→ WRITTEN PROBLEM
In the items below, begin at the line that has "Can you spot the window muntin" and stop after the line that has "201], [292, 231]]". Write out every line in that range again, unchanged except that each coordinate in the answers is offset by adding 120.

→ INFORMATION GIVEN
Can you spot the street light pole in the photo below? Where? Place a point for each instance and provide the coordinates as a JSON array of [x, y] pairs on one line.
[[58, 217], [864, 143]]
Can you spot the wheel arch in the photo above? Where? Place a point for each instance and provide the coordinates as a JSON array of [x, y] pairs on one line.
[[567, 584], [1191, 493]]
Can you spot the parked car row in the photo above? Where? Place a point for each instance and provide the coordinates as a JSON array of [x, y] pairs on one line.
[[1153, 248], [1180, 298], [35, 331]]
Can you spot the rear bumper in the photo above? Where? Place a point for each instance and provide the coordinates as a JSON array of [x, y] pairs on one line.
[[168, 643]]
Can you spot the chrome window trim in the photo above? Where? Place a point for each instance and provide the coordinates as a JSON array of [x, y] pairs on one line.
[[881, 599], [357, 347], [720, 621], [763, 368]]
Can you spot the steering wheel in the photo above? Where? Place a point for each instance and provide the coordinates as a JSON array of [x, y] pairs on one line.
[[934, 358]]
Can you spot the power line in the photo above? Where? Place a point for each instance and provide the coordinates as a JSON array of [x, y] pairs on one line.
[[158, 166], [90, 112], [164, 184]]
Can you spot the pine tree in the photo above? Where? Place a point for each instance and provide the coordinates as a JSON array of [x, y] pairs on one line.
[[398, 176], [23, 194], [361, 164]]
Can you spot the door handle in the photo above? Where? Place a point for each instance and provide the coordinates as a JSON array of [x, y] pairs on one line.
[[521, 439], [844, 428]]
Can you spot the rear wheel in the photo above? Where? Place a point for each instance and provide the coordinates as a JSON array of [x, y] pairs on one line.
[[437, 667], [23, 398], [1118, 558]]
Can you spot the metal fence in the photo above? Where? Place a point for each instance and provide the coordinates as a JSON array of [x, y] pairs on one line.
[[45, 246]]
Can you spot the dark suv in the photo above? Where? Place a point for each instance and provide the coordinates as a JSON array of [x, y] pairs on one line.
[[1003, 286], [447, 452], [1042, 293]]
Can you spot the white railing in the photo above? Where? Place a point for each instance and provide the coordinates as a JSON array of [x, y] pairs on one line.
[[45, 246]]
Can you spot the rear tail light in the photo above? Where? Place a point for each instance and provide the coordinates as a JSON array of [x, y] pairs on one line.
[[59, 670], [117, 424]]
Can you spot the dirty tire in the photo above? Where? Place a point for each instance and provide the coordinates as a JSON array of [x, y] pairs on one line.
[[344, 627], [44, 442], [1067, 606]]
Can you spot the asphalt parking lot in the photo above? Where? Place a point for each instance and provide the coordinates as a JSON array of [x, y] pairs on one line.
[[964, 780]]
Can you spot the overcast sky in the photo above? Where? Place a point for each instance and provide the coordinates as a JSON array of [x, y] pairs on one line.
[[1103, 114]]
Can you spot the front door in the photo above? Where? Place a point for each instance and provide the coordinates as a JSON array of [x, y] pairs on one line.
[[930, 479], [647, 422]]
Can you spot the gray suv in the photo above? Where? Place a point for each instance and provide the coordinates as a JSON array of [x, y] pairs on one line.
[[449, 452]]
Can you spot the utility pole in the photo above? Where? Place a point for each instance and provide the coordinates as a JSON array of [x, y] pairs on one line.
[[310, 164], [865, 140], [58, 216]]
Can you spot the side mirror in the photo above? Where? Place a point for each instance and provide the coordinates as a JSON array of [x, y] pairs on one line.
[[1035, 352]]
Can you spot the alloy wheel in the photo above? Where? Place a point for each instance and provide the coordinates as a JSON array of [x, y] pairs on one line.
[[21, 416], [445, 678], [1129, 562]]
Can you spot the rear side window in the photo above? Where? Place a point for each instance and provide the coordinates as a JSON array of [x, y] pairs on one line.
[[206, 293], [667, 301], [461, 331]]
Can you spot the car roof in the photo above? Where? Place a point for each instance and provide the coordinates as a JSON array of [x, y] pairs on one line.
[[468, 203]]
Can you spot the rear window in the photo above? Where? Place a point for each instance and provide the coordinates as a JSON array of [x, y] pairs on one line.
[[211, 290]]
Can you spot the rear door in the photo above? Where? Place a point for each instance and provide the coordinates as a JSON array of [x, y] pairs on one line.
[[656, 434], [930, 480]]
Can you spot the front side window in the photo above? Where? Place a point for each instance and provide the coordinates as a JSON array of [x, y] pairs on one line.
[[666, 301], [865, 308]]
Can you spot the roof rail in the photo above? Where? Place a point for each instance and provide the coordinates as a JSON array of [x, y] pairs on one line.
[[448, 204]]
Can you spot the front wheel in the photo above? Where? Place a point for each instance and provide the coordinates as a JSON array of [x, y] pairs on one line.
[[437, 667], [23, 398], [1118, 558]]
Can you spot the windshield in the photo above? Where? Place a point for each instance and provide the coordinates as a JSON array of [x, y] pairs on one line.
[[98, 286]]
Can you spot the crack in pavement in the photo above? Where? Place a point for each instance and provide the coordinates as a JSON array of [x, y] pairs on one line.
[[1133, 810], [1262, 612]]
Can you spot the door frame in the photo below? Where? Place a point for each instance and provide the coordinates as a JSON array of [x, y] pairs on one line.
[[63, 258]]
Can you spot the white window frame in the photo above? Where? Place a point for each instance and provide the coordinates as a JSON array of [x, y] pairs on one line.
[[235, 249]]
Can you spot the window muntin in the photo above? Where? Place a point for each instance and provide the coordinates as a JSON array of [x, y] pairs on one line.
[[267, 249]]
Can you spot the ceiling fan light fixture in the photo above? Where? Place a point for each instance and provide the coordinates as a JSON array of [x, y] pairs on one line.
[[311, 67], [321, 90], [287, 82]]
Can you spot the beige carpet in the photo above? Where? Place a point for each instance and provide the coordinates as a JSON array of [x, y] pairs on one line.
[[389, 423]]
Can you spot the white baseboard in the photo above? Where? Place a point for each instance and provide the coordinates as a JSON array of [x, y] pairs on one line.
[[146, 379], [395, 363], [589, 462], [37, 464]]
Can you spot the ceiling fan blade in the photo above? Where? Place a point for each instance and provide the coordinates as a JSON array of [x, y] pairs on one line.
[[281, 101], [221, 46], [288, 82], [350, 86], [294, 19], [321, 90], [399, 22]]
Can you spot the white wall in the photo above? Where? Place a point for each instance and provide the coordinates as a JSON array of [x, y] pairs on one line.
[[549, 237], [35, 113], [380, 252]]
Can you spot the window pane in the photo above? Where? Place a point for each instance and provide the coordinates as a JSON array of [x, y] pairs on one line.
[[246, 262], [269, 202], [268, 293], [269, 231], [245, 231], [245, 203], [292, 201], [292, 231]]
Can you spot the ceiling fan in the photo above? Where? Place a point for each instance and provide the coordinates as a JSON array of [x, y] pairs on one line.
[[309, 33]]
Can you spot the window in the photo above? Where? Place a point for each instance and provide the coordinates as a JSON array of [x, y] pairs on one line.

→ ANSWER TO THIS EXERCISE
Can you spot the window muntin in the photo above? Where? Place a point for each instance and provide the coordinates as a JSON array of [x, y] pairs on one line.
[[387, 369]]
Can you spot the ceiling fan light fixture in the photo above? Where? Place a point for each instance and provide the coordinates as a JSON array of [x, y] pairs on one line.
[[431, 187], [441, 210], [407, 202]]
Can you spot the beige carpet in the photo above? Where? Place a point for each instance and provide the coordinates as a JSON array of [x, y] pairs on one line.
[[509, 543]]
Can you spot the white baseboard in the photo above? Where? Place a point for each instance and provide the coordinates as a JSON array of [x, y] pairs on one line.
[[266, 499], [515, 483], [709, 582], [157, 584]]
Can you spot the ceiling fan blade in the photo above? Where? Place a point for each instance and provide the coordinates as a JSON array of [x, y] pairs on one line.
[[401, 221], [341, 166], [408, 202], [470, 206], [414, 139], [441, 210], [519, 142]]
Can you spot the white wall in the photo above? Where? Place a point for each instance and provide the coordinates as a JSON array of [x, y] pairs on one line.
[[669, 357], [155, 233], [500, 372]]
Can you spot the window pane in the photo above? Where? Place a point for each instance and provide the coordinates as a JSON array of [x, y] pairs on one line.
[[366, 382], [389, 322], [388, 413], [389, 351], [365, 351], [365, 323], [412, 321], [412, 351]]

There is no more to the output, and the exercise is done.